▸ WORK TO BE COMPLETED:
Down to the last line, reproduce the records exactly.

[Dataset records]
※
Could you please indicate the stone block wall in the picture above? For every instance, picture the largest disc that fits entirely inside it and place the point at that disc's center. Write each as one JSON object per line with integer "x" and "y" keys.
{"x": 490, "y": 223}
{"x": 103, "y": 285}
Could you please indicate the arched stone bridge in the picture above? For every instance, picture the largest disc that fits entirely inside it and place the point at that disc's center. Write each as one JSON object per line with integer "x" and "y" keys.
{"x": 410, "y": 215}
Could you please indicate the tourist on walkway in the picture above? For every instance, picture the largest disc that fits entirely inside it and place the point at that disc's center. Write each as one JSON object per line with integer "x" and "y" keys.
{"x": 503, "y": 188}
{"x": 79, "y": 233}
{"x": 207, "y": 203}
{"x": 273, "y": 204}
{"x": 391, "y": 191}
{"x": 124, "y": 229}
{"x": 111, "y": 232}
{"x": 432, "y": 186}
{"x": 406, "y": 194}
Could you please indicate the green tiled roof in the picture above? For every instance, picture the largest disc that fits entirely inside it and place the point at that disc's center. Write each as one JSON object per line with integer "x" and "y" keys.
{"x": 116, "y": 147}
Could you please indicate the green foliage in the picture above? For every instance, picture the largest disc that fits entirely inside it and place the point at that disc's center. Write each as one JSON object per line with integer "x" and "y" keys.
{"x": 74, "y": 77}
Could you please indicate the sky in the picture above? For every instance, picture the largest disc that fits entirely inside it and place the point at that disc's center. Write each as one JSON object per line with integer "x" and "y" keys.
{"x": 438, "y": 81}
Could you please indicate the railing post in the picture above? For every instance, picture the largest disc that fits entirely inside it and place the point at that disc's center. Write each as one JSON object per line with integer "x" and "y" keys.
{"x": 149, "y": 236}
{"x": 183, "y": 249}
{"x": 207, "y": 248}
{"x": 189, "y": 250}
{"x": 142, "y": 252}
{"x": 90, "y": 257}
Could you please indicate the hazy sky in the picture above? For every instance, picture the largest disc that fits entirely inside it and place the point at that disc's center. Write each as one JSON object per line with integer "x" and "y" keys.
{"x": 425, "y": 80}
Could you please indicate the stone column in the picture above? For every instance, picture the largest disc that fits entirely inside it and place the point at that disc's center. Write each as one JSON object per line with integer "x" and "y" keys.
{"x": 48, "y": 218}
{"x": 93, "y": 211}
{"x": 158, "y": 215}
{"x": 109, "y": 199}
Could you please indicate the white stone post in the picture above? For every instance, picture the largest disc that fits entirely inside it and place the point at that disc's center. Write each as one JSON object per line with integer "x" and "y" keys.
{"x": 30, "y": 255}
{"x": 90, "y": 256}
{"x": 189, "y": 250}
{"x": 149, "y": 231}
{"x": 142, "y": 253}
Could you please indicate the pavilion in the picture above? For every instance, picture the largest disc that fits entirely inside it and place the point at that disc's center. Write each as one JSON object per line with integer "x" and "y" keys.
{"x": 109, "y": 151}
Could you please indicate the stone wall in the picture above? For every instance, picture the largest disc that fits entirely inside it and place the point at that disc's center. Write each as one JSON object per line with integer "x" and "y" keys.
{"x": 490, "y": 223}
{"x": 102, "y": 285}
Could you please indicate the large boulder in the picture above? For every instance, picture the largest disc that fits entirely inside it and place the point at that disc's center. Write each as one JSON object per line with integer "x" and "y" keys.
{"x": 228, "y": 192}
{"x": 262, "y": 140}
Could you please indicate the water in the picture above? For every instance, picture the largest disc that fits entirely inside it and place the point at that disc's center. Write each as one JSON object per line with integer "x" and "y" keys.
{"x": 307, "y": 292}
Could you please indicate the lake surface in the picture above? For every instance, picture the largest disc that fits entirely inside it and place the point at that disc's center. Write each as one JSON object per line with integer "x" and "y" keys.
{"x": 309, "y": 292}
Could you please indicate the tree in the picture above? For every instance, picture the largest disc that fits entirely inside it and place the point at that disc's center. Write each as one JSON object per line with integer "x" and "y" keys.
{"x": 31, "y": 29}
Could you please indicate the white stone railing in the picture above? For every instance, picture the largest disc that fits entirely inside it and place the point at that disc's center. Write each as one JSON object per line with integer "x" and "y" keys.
※
▸ REPLY:
Could you please indicate the stone block wall in the picture above? For every instance, picture the largest disc that fits entirely inside it and place the point at that disc's center. Write each as one JSON object per line with integer "x" and "y" keys.
{"x": 490, "y": 223}
{"x": 103, "y": 285}
Could you please indicate the arched stone bridge in the picture above? For every instance, picture the largest disc that fits entirely inside it and place the point at that disc's center. Write each as one JSON object per line with integer "x" and "y" keys.
{"x": 410, "y": 215}
Could you please indicate the tourist on walkway in the picture above? For every instance, picture the largest disc that fits entirely inside it and place the point at that disc's center. Write each as one JSON object per line with integer "x" and "y" keys.
{"x": 503, "y": 188}
{"x": 79, "y": 233}
{"x": 207, "y": 203}
{"x": 273, "y": 204}
{"x": 391, "y": 191}
{"x": 124, "y": 229}
{"x": 111, "y": 232}
{"x": 432, "y": 186}
{"x": 406, "y": 194}
Could you please indicate the green tiled roof in the picture above? For every instance, picture the largest disc that fits entirely inside it and place the point at that disc's center. Write each as one JSON object per line with integer "x" and "y" keys.
{"x": 116, "y": 147}
Could you please indicate the green foliage in the picture above? For every instance, picture the largest disc that fits entirely inside it and place the point at that disc's center. Write each as one JSON object per line with integer "x" and "y" keys.
{"x": 74, "y": 77}
Could you please indicate the sky in the picture above? For every instance, picture the largest disc that fits entirely inside it and place the point at that disc's center. Write each as one JSON object per line with integer "x" and "y" keys.
{"x": 438, "y": 81}
Could you please indicate the railing post in the picture above? For every instance, picture the largest disc that fits entirely inside it and place the point at that disc's center. Write each as one JSON object per line with integer "x" and "y" keys.
{"x": 149, "y": 236}
{"x": 183, "y": 249}
{"x": 207, "y": 248}
{"x": 189, "y": 250}
{"x": 142, "y": 252}
{"x": 90, "y": 257}
Could you please indicate the hazy sky in the picture above? For every instance, picture the largest disc that fits entirely inside it and place the point at that disc's center. Write each as one JSON object per line with integer "x" and "y" keys.
{"x": 425, "y": 80}
Could you please indicate the stone column in the picture above? For every instance, picture the largest disc that fits entirely inside it and place the point at that disc's center. Write each as one JSON object per line with integer "x" and "y" keys.
{"x": 48, "y": 218}
{"x": 93, "y": 211}
{"x": 158, "y": 215}
{"x": 109, "y": 199}
Could you please indicate the white stone post in the picture above? For every instance, picture the largest disc that fits entirely inside it and place the point at that disc's center. Write each as one JSON object per line with integer "x" and "y" keys.
{"x": 30, "y": 255}
{"x": 90, "y": 256}
{"x": 189, "y": 250}
{"x": 149, "y": 231}
{"x": 142, "y": 253}
Could you please indicate the pavilion in the picture above? For every instance, picture the largest disc that fits entirely inside it and place the point at that disc's center. Write each as one JSON object per line with integer "x" and "y" keys.
{"x": 109, "y": 151}
Could you please indicate the stone wall in the picture above? For every instance, picture the largest disc that fits entirely inside it and place the point at that disc's center. Write each as one JSON object per line with integer "x" and "y" keys.
{"x": 490, "y": 223}
{"x": 102, "y": 285}
Could you please indicate the large boulder in the picture above? For every instance, picture the largest disc that fits entirely inside it and place the point at that disc's center. Write each as one JSON object per line with integer "x" and "y" keys.
{"x": 228, "y": 192}
{"x": 262, "y": 140}
Could you please indicate the water in the picture above? For every instance, picture the largest disc that fits entirely inside it and place the point at that disc's center. Write each as one JSON object per line with integer "x" and "y" keys.
{"x": 307, "y": 292}
Could you please indicate the lake surface in the picture above? For every instance, picture the largest disc that fits entirely inside it and place the point at that disc's center. Write each as one JSON object per line with integer "x" and "y" keys.
{"x": 309, "y": 292}
Could you please indicate the tree in the picture above? For every instance, picture the largest disc that fits entirely inside it and place the point at that disc's center. Write each as one JSON object per line with integer "x" and "y" keys.
{"x": 31, "y": 29}
Could you please indicate the white stone railing in the picture above? For every instance, picture the largest disc that fits entirely inside it and place the point at that disc's center. Write each as one JSON object per line with integer "x" and "y" keys.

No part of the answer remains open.